I was delighted to read Don Nathanson’s comments on Michael Owen’s case as I have for several years been encouraging clinicians to consider how affect theory and EMDR theory and application converge and can inform each other.
For example, affect theory describes emotional responses as having an intrinsic physiological component as well as associational aspects based on a lifetime of associated memories and interpretations of situations in which a similar pattern of affects was triggered together with associated behavioral response sets.
EMDR theory (Accelerated Information Processing) also proposes that there are intrinsic physiologically based memory networks and affective elements that are altered by unresolved traumatic life experiences and that these can be addressed directly via the procedural elements of the EMDR method.
In addition, patterns of affective shifts observed in EMDR treatment sessions tend to typically follow a stimulus density curve which corresponds to Tomkins model.
Startle-surprise is an innate affect that is triggered by the most rapidly rising stimulus gradient. A slightly less steep and yet rapidly increasing stimulus gradient (such as a sudden noise or unexpected movement) can trigger fear-terror.
Distress-anguish is triggered by a higher than optimum level of stimulus density that remains relatively steady over time. When the density of a steady state stimulus increases beyond that sufficient to produce distress-anguish, anger-rage is triggered.
David Wilson et al (1996) have written of a “compelled relaxation” response in effective EMDR treatment sessions in which physiological measures of distress are consistently reduced in parallel with self-report measures of change on affective distress and cognitive restructuring.
While Wilson et al reported these decreases in physiological indices of distress, EMDR clinicians treating clients with PTSD commonly see corresponding within session shifts from intense fear states to anger. Then as the anger subsides, distress-anguish can be triggered which may take the form of regret that the tragedy occurred or that the client held onto the fear for so long. Before the residual distress (which may been a familiar element of the client’s life for months or years) dissolves, there can be a phase of grief or sadness which may take a form of compassion for self or even for a perpetrator.

-- Records supplied --
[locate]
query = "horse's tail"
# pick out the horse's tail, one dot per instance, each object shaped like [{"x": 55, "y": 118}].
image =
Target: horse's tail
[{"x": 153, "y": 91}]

-- Tasks for this exercise --
1. Please copy the passage on affect theory and EMDR from "While Wilson et" to "for a perpetrator.".
2. Answer these questions from the passage on affect theory and EMDR:
(a) What triggers startle-surprise?
(b) What response did David Wilson et al (1996) write of in effective EMDR treatment sessions?
(c) What other name does the passage give for EMDR theory?
3. Continue the passage on affect theory and EMDR from its final sentence.
The rows have no connection to the passage on affect theory and EMDR.

-- Activity answers --
1.
While Wilson et al reported these decreases in physiological indices of distress, EMDR clinicians treating clients with PTSD commonly see corresponding within session shifts from intense fear states to anger. Then as the anger subsides, distress-anguish can be triggered which may take the form of regret that the tragedy occurred or that the client held onto the fear for so long. Before the residual distress (which may been a familiar element of the client’s life for months or years) dissolves, there can be a phase of grief or sadness which may take a form of compassion for self or even for a perpetrator.

2.
(a) The most rapidly rising stimulus gradient.
(b) A "compelled relaxation" response.
(c) Accelerated Information Processing.

3.
While I do not mean to imply in anyway that such patterns of affective resolution occur rigidly or mechanistically, I believe that the rapidity of treatment effects in many EMDR treatment sessions compress such shifts, which might otherwise take place over a period of weeks, months or years, into a time frame that sometimes permits the observation of such patterns of resolution within minutes.
An thorough understanding of affect and script theory would appear to facilitate EMDR case formulation by assisting clinicians to notice even brief affective displays during history taking, treatment planning and reprocessing sessions and to link these affects to the scripts (core beliefs and defensive scripts) employed by clients to attempt to manage the affects associated with unsatisfactory response sets. These affect and behavioral response sets together with their associated beliefs can then be used to assist clients to target and reprocess pivotal unresolved earlier life experiences.
EMDR treatment research involving process physiological measures and videotaped recording of changes in affect as displayed in facial expression could help advance our understanding of the affect system as well as enhance the skill of clinicians seeking to extend the effectiveness of EMDR to previously treatment resistant client populations.
Andrew M. Leeds, Ph.D.
Private practice, Santa Rosa, CA, USA and Senior Trainer EMDR Institute, Pacific Grove, CA, USA.
Wilson, D., Silver, S.M, Covi, W., & Foster, S. (1996). Eye movement desensitization and reprocessing: Effectiveness and autonomic correlates. Journal of Behavior Therapy and Experimental Psychiatry, 27 , 219-229.